** Document segment follows **

Opening Remarks at the Diversifying Opportunity in Venture Capital Series
March 31, 2021
Thank you, Jessica [McKinney], for welcoming us today and for being the leader behind this emerging managers series of events. For those who are joining us live, I am thrilled you are choosing to spend your valuable time in the first of our three-part series exploring the role of emerging fund managers and their investors in funding underestimated founders across the country and empowering a new generation of investment decision-makers. Before I begin, I will give the standard SEC disclaimer that the views you hear today from SEC staff, including myself, represent only our own.

** End of Document segment **
** Exercise data follows **

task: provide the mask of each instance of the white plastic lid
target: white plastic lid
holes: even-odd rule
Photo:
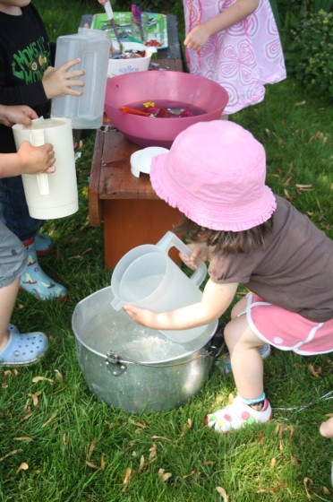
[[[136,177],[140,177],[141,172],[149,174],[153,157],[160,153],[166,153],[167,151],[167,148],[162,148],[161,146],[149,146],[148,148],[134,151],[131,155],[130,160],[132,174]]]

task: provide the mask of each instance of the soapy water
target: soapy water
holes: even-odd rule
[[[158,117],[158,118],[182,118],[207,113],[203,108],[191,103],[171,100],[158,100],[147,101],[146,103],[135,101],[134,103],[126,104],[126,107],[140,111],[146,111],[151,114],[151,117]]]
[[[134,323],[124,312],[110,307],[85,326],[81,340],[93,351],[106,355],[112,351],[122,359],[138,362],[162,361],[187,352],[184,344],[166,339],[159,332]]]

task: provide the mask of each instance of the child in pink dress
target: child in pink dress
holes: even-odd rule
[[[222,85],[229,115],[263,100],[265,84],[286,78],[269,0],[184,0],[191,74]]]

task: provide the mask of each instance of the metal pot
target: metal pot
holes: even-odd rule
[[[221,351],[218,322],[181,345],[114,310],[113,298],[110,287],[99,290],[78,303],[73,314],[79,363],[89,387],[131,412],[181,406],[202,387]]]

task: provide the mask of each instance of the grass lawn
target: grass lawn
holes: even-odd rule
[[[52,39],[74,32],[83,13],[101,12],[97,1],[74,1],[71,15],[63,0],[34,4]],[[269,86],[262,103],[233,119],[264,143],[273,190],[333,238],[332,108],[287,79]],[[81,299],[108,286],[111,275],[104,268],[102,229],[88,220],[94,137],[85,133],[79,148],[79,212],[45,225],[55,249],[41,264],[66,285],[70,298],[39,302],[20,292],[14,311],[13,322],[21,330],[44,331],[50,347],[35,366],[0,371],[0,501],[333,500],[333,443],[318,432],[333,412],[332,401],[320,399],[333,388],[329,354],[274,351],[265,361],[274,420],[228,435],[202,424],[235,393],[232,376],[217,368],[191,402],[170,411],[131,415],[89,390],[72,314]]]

** End of Exercise data **

Directions for this task: Copy the opening remarks for the venture capital series word for word, in full.

Result:
Opening Remarks at the Diversifying Opportunity in Venture Capital Series
March 31, 2021
Thank you, Jessica [McKinney], for welcoming us today and for being the leader behind this emerging managers series of events. For those who are joining us live, I am thrilled you are choosing to spend your valuable time in the first of our three-part series exploring the role of emerging fund managers and their investors in funding underestimated founders across the country and empowering a new generation of investment decision-makers. Before I begin, I will give the standard SEC disclaimer that the views you hear today from SEC staff, including myself, represent only our own.